■ **STATED EXERCISE**
Pull out the lines below, starting at the one that contains "Task: where can the dark trousers" and stopping after the one that contains "Target: white sky", and copy them word for word.

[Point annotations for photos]
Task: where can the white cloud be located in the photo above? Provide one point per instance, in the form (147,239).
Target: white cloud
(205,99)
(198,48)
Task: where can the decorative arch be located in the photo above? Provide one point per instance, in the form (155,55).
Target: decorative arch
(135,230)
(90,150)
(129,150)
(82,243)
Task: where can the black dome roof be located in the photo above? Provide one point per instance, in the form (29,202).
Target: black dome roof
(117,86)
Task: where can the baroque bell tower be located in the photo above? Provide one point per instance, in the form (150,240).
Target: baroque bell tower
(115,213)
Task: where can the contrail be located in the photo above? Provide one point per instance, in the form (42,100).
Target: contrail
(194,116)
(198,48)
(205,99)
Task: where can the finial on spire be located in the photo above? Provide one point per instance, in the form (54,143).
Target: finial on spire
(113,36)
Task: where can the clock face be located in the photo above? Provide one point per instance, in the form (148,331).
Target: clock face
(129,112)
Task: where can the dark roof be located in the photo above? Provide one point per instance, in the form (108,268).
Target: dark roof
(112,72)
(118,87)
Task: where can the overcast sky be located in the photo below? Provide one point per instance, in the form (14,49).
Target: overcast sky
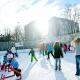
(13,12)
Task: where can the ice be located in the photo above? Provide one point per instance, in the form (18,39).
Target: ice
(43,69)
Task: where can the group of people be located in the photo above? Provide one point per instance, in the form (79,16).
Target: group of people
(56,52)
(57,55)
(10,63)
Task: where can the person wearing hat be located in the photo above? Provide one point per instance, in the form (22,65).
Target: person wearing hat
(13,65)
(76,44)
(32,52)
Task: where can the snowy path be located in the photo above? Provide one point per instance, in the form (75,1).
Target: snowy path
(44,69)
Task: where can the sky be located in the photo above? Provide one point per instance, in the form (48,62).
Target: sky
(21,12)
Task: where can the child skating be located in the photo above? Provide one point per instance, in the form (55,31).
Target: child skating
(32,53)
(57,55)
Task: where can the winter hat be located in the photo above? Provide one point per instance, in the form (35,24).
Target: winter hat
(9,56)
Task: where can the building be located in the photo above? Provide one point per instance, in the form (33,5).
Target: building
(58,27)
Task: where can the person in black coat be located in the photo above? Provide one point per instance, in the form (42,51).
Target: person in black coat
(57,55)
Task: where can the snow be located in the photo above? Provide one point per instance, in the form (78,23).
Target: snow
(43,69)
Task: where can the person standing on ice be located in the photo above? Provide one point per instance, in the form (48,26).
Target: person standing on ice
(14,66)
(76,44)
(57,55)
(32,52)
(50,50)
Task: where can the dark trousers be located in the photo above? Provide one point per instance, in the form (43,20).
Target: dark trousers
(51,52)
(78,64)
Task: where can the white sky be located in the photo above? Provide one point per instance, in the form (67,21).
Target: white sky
...
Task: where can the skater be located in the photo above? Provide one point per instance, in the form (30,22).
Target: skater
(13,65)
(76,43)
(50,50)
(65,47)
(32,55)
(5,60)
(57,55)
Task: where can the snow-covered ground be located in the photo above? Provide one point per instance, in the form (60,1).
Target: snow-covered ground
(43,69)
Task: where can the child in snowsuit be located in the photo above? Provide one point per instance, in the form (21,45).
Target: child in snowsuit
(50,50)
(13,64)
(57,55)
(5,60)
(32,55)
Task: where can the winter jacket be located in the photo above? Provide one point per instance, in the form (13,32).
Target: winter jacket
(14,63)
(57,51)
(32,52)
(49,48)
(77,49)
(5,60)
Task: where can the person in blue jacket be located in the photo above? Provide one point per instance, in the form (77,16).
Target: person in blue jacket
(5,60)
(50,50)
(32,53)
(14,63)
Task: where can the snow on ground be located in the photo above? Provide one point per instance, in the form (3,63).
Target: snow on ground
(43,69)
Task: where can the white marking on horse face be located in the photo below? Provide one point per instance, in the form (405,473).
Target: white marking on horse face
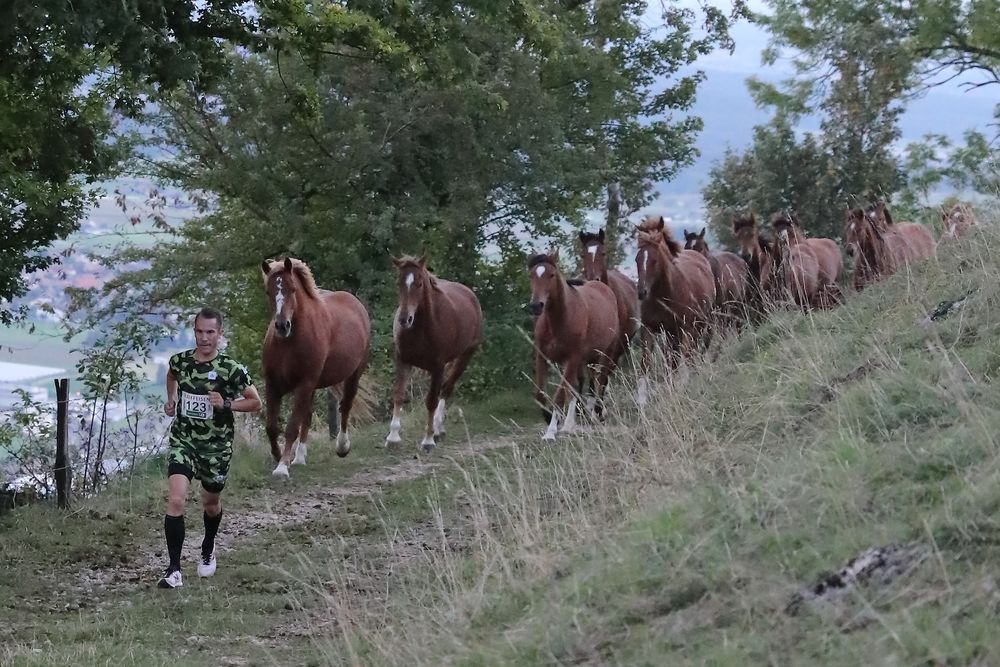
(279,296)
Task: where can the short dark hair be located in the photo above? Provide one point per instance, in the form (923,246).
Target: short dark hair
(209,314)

■ **SOLVED PROBLEM**
Task: where can the dark trousers be located in the photo above? Provide one point per instance, in the form (43,20).
Target: dark trousers
(51,52)
(78,64)
Task: where can the white sky be located in the photo above? Provide one point per instance, in the form (67,21).
Target: white sky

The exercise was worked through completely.